The data >>
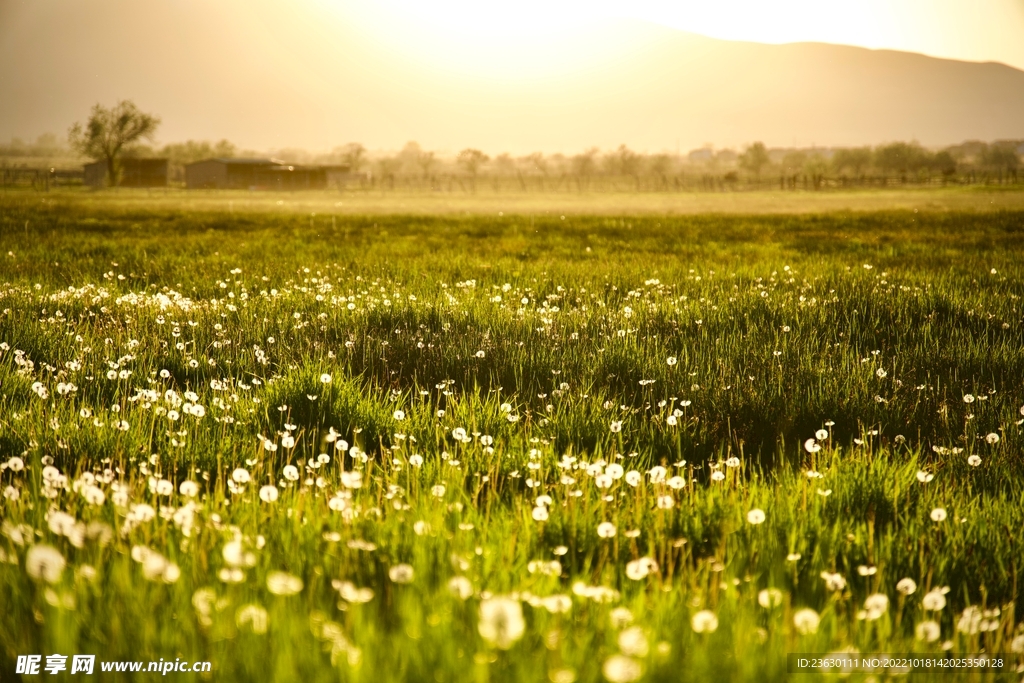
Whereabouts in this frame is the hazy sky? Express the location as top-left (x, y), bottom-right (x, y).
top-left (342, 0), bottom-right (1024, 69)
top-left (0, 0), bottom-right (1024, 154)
==
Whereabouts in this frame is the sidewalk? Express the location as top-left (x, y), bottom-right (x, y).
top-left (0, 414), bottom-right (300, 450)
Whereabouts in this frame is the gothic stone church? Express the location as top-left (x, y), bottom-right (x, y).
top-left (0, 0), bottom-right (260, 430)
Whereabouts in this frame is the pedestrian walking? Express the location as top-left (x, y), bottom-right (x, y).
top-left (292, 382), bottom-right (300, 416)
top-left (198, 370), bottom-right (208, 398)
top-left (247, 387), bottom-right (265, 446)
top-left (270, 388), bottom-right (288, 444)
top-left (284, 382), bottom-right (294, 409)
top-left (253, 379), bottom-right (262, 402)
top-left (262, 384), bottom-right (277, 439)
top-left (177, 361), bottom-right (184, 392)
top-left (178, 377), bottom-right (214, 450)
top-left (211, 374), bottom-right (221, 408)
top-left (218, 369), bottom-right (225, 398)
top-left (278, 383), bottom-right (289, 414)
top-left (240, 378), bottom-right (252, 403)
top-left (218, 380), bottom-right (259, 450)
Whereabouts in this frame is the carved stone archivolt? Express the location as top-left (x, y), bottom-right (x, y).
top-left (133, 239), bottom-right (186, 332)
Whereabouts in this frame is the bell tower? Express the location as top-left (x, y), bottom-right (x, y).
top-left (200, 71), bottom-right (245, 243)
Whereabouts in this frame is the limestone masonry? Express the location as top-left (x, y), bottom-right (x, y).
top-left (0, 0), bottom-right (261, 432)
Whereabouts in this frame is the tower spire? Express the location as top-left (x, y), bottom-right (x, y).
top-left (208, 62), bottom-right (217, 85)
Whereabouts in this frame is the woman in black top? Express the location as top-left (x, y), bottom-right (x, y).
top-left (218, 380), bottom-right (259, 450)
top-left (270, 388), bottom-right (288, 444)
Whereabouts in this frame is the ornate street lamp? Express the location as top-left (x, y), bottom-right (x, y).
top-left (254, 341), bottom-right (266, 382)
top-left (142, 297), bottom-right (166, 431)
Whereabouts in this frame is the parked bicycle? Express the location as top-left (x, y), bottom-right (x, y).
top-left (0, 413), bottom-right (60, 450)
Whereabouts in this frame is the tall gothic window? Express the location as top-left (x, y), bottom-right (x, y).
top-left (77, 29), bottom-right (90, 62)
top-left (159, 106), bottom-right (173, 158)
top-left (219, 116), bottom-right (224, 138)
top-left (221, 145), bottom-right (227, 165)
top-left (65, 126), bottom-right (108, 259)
==
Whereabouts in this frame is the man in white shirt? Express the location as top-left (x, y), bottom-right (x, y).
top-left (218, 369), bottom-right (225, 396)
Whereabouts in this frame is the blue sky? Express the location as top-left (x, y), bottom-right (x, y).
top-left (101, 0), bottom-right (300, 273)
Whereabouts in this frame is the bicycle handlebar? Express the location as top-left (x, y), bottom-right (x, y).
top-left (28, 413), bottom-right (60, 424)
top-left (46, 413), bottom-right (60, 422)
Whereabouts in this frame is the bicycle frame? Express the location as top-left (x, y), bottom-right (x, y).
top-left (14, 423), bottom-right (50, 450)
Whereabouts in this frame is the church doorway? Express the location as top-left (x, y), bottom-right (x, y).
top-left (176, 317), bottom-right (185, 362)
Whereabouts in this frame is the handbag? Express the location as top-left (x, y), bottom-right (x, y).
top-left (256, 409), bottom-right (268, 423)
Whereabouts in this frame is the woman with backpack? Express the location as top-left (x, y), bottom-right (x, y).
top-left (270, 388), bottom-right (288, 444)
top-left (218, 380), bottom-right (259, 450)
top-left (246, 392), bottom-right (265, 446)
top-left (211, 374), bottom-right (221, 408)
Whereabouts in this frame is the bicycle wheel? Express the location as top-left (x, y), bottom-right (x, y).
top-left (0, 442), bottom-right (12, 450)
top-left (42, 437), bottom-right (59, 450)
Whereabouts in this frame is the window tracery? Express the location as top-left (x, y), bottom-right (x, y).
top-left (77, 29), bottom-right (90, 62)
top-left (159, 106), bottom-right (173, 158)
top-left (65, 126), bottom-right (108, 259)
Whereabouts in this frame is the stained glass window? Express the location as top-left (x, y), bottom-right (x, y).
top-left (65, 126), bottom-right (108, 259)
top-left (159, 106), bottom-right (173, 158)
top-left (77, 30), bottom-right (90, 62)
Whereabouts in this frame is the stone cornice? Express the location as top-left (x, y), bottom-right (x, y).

Objective >>
Reproduce the lines of the records verbatim, beginning with the line containing "Whereabouts in this frame is the hazy" and continuing through the line containing "top-left (0, 0), bottom-right (1024, 154)", with both of those lines included.

Response to the exercise >>
Whereabouts in this frame is the hazy sky? Express the location as top-left (x, y), bottom-right (x, y).
top-left (342, 0), bottom-right (1024, 69)
top-left (0, 0), bottom-right (1024, 154)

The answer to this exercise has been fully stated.